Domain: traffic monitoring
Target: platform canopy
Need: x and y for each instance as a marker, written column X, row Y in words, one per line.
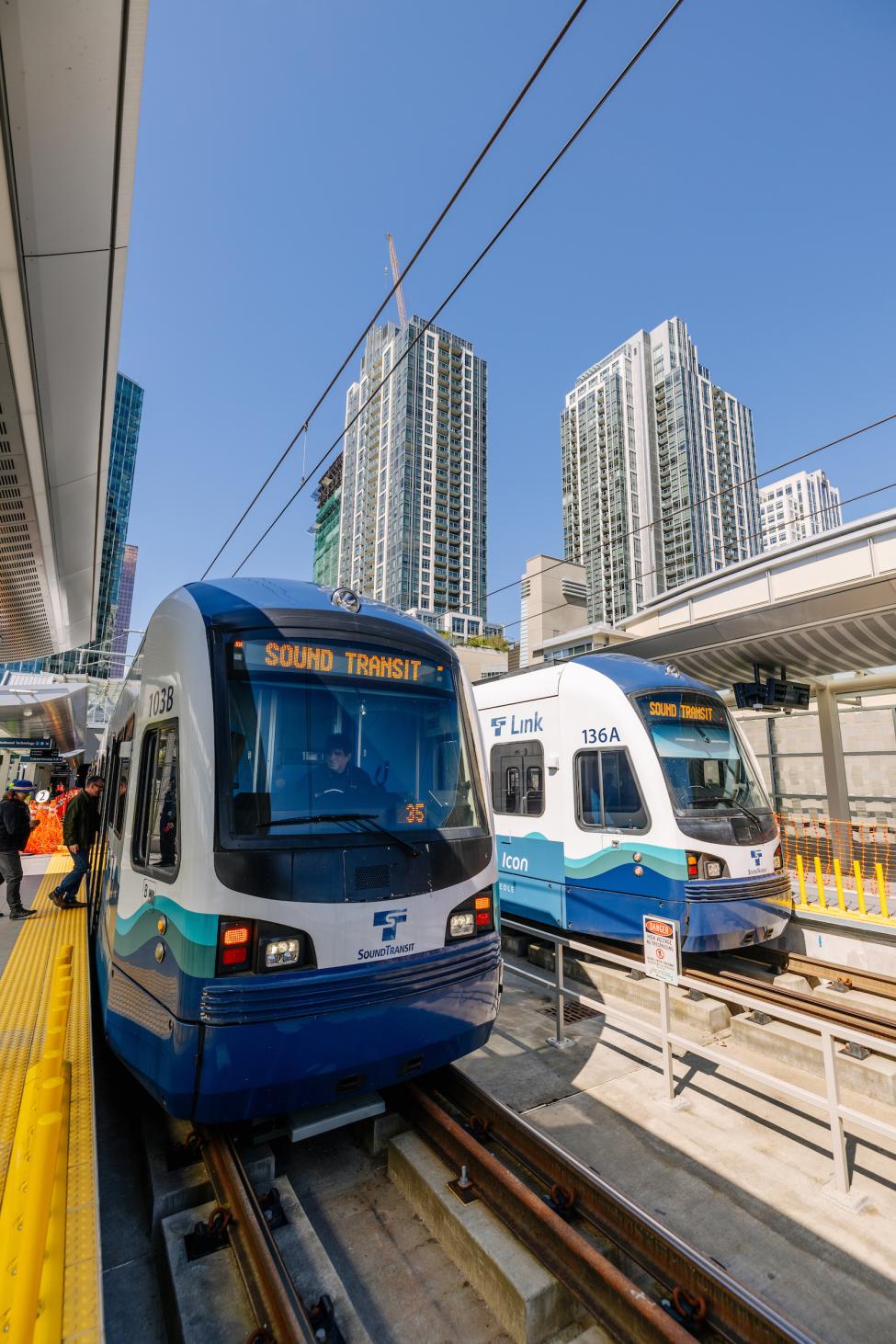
column 40, row 706
column 820, row 608
column 72, row 75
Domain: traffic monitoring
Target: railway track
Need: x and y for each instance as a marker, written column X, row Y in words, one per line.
column 639, row 1280
column 281, row 1315
column 718, row 972
column 581, row 1227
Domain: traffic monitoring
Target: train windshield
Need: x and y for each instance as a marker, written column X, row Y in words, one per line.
column 704, row 764
column 332, row 738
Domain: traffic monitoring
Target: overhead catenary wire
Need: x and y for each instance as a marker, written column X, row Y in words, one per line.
column 396, row 287
column 707, row 499
column 853, row 499
column 473, row 265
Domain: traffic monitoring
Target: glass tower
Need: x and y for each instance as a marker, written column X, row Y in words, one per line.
column 415, row 472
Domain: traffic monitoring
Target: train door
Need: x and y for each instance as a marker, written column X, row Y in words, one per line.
column 529, row 864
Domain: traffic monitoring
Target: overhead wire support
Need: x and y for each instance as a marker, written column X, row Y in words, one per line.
column 473, row 265
column 434, row 227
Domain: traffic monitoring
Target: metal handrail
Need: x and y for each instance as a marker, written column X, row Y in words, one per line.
column 837, row 1113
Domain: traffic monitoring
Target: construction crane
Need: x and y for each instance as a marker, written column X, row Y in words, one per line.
column 396, row 279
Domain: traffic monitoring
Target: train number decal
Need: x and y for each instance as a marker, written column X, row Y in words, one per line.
column 601, row 735
column 160, row 700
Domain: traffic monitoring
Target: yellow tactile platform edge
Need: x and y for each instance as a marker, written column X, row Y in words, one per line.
column 23, row 1006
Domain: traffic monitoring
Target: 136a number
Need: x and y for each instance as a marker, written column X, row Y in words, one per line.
column 601, row 735
column 162, row 700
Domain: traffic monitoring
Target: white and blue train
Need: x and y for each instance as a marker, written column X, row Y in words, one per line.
column 291, row 896
column 622, row 789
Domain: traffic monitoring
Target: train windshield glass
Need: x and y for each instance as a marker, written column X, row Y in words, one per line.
column 704, row 764
column 332, row 738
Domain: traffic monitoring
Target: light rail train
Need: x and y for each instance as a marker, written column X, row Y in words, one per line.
column 622, row 789
column 291, row 896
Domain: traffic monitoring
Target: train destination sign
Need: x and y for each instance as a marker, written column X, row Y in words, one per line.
column 684, row 710
column 340, row 660
column 661, row 949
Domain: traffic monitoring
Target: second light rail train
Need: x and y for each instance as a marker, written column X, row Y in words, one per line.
column 623, row 789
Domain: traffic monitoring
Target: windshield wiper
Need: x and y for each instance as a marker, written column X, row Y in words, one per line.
column 342, row 816
column 735, row 803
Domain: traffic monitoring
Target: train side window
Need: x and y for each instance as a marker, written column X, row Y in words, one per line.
column 607, row 793
column 517, row 779
column 121, row 800
column 156, row 843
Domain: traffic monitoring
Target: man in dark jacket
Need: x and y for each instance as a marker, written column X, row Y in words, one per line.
column 15, row 828
column 79, row 828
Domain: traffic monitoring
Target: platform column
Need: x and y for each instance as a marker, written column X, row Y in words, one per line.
column 835, row 788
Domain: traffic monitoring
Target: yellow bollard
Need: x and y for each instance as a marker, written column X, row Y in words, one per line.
column 881, row 890
column 860, row 890
column 821, row 884
column 50, row 1065
column 838, row 879
column 32, row 1239
column 800, row 881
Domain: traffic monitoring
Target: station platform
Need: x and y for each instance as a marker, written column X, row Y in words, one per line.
column 34, row 984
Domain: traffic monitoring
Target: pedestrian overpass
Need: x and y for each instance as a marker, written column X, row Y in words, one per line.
column 825, row 609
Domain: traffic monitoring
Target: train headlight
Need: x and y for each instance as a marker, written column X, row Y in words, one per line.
column 281, row 951
column 462, row 925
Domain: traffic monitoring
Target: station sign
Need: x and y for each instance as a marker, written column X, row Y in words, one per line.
column 661, row 949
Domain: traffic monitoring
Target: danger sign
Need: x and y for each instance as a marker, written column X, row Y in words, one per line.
column 661, row 949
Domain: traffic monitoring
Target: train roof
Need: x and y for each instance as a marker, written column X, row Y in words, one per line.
column 242, row 602
column 626, row 671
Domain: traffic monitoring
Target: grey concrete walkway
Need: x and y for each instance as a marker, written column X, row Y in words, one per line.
column 34, row 867
column 735, row 1172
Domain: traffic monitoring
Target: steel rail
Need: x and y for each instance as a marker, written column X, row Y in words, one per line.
column 860, row 1019
column 695, row 966
column 731, row 1309
column 855, row 977
column 613, row 1299
column 277, row 1304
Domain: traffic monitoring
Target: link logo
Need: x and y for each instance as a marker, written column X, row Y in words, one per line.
column 531, row 724
column 389, row 922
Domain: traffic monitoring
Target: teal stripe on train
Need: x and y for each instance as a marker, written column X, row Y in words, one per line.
column 191, row 937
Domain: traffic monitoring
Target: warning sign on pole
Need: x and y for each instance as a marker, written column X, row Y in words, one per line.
column 661, row 949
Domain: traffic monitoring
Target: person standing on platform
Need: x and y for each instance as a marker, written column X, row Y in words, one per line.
column 15, row 828
column 79, row 826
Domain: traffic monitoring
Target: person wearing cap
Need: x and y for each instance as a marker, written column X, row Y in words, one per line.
column 79, row 828
column 15, row 828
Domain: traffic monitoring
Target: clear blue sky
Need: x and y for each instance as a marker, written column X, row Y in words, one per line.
column 742, row 179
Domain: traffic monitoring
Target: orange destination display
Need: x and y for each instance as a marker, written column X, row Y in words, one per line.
column 336, row 660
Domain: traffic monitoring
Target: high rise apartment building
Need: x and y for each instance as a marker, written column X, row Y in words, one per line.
column 657, row 473
column 328, row 496
column 797, row 507
column 415, row 476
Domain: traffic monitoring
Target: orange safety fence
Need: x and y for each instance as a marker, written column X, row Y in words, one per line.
column 844, row 867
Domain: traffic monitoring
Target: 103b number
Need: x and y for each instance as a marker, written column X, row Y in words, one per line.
column 160, row 700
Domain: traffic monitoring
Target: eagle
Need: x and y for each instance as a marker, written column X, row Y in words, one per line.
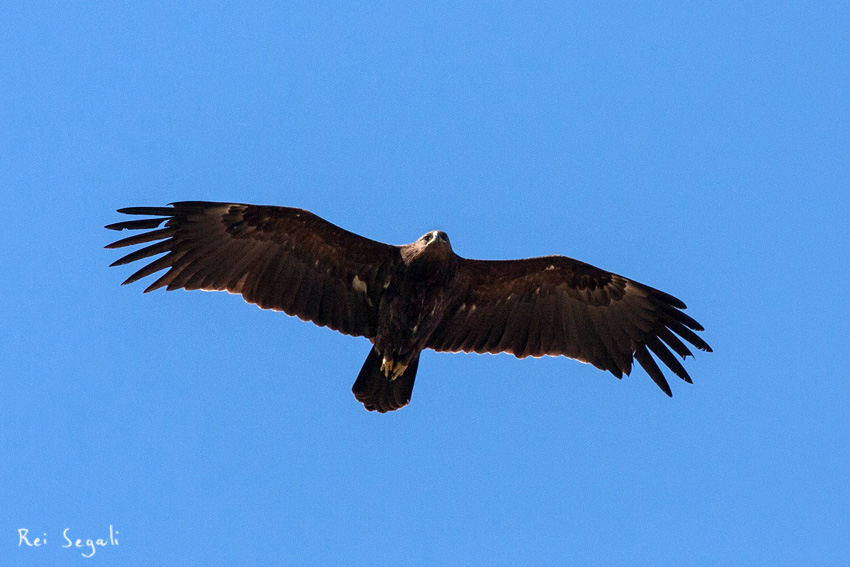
column 408, row 298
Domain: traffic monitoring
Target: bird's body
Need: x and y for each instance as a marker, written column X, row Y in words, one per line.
column 408, row 298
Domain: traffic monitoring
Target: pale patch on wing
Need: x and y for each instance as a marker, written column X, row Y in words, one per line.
column 359, row 285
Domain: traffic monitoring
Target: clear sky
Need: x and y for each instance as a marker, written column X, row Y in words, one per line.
column 701, row 149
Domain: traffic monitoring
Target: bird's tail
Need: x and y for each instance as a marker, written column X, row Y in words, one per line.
column 380, row 393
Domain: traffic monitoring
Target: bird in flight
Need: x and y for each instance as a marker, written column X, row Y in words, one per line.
column 407, row 298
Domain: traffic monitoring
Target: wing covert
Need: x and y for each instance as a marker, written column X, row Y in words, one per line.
column 555, row 305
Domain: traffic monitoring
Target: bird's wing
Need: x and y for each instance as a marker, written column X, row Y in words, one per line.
column 277, row 257
column 559, row 306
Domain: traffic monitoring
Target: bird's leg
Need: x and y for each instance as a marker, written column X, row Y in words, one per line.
column 391, row 367
column 399, row 370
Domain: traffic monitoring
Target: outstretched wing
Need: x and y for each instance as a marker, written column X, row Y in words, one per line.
column 277, row 257
column 559, row 306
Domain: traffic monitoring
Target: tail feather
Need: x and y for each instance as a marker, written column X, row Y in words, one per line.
column 379, row 393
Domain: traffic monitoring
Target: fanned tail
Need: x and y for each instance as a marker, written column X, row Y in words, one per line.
column 379, row 393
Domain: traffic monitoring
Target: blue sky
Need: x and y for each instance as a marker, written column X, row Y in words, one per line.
column 701, row 149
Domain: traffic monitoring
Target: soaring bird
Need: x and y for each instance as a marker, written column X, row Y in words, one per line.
column 408, row 298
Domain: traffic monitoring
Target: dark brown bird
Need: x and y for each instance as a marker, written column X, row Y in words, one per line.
column 412, row 297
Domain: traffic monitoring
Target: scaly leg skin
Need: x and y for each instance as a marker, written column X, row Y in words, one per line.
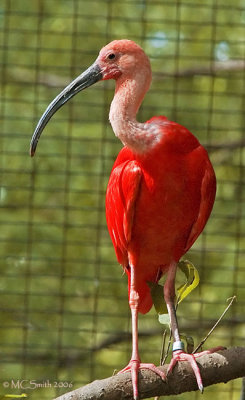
column 180, row 355
column 178, row 345
column 134, row 365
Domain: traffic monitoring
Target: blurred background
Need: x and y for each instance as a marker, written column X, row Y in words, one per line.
column 65, row 319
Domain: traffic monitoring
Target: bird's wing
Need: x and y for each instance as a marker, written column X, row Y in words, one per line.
column 208, row 191
column 122, row 191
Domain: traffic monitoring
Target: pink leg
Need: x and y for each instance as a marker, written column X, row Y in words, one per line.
column 134, row 365
column 178, row 345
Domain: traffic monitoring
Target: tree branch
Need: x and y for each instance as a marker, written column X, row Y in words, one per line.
column 215, row 368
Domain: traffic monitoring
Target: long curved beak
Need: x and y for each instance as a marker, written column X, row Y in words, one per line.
column 87, row 78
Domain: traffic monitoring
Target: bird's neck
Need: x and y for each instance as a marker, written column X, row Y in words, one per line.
column 129, row 93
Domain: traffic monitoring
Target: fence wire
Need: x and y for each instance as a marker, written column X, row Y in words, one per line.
column 63, row 300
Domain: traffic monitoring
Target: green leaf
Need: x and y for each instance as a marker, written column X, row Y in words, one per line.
column 158, row 298
column 192, row 280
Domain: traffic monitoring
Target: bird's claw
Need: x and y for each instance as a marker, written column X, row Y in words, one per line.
column 134, row 366
column 180, row 355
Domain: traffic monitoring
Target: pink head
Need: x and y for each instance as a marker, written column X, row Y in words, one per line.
column 120, row 60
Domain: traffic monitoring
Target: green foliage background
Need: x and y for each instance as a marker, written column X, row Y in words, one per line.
column 63, row 299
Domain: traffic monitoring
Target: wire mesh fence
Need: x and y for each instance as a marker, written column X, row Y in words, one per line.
column 63, row 299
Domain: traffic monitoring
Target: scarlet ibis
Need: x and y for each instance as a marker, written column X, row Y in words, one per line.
column 160, row 192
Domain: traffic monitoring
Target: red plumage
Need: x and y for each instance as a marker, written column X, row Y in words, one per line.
column 158, row 203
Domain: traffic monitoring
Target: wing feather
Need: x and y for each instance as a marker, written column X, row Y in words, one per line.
column 122, row 191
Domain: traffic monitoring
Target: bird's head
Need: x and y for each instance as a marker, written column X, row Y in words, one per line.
column 122, row 58
column 119, row 60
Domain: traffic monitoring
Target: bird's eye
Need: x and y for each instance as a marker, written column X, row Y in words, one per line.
column 111, row 56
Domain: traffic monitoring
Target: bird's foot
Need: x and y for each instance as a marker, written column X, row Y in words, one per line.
column 180, row 355
column 134, row 366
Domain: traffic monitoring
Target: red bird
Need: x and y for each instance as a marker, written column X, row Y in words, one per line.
column 160, row 192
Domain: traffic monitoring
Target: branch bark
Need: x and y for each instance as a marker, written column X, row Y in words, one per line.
column 215, row 368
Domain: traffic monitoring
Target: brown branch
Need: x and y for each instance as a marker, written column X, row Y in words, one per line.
column 215, row 368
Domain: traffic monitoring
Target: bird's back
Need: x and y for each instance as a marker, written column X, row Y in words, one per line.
column 158, row 203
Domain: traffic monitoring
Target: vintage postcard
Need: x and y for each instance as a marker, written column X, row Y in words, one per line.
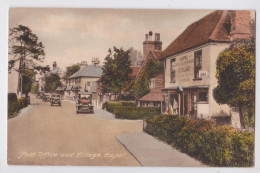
column 128, row 87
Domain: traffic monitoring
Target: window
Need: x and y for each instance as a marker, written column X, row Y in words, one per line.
column 173, row 69
column 152, row 83
column 197, row 64
column 203, row 96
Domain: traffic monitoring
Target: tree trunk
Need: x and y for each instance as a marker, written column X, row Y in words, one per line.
column 250, row 114
column 241, row 116
column 119, row 95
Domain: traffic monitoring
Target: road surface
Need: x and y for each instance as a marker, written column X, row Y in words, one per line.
column 53, row 135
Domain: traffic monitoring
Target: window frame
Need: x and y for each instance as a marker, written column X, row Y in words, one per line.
column 197, row 64
column 172, row 70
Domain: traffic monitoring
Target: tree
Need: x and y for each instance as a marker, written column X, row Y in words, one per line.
column 28, row 79
column 136, row 57
column 71, row 70
column 236, row 77
column 25, row 53
column 116, row 71
column 141, row 86
column 52, row 82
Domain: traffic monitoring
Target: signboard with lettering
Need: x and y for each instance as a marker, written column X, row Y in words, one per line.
column 203, row 74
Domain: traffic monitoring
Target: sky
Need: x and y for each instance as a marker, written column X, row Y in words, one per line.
column 74, row 35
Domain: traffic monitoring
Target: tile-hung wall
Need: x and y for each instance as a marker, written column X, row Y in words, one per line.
column 193, row 73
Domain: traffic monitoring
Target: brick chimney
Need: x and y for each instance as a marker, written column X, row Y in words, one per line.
column 240, row 24
column 83, row 64
column 150, row 44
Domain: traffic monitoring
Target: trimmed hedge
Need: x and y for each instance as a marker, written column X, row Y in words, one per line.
column 214, row 145
column 14, row 104
column 110, row 106
column 133, row 112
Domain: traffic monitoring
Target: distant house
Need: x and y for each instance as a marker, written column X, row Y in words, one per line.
column 190, row 63
column 152, row 50
column 83, row 80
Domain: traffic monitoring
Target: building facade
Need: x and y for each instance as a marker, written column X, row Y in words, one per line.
column 83, row 80
column 152, row 48
column 190, row 64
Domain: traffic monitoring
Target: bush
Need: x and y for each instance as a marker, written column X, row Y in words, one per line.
column 14, row 104
column 133, row 112
column 202, row 139
column 110, row 106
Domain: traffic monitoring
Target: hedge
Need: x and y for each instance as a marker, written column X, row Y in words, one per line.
column 14, row 104
column 133, row 112
column 110, row 106
column 213, row 145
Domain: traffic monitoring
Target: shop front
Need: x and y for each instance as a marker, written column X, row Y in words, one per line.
column 189, row 101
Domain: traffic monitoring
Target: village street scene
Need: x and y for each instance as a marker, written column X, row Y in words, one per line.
column 103, row 87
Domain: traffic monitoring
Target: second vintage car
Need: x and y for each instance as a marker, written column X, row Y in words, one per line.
column 55, row 99
column 46, row 97
column 84, row 103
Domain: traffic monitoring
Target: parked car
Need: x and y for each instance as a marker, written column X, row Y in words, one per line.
column 46, row 97
column 39, row 95
column 55, row 99
column 84, row 103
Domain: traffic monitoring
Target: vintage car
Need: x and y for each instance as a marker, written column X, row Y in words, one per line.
column 39, row 95
column 55, row 99
column 84, row 103
column 46, row 97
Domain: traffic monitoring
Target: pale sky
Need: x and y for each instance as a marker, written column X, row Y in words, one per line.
column 74, row 35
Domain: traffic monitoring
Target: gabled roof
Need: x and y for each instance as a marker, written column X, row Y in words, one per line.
column 88, row 71
column 153, row 54
column 210, row 28
column 135, row 70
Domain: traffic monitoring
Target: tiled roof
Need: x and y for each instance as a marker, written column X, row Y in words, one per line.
column 210, row 28
column 157, row 53
column 88, row 71
column 135, row 70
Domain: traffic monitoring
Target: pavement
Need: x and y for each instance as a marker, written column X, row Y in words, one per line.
column 52, row 135
column 151, row 152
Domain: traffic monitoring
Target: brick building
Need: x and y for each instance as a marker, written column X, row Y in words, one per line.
column 190, row 63
column 152, row 50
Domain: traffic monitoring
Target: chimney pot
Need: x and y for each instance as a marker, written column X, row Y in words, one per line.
column 146, row 37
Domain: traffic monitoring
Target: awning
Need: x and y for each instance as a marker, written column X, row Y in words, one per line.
column 185, row 87
column 153, row 97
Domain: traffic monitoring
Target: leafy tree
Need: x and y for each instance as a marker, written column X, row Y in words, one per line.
column 141, row 86
column 116, row 71
column 52, row 82
column 136, row 57
column 27, row 78
column 236, row 77
column 25, row 52
column 71, row 70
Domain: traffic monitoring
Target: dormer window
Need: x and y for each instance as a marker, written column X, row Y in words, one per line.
column 152, row 83
column 173, row 74
column 197, row 64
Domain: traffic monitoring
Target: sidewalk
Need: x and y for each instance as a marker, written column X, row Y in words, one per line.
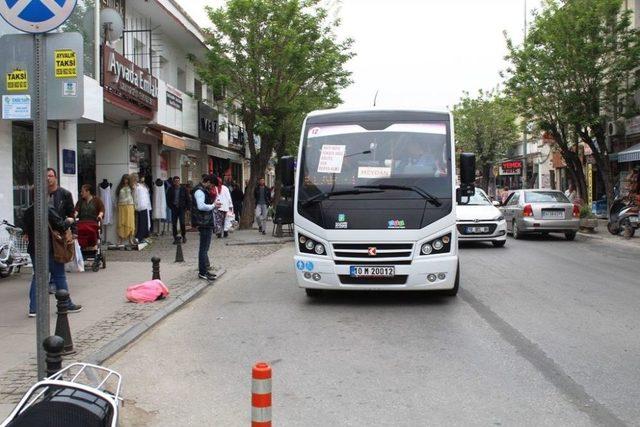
====
> _WORK TO BE COMPLETED_: What is the number of lines in the data that include "dark"? Respond with that number and no other text.

> _ANSWER TO THIS TASK_: 2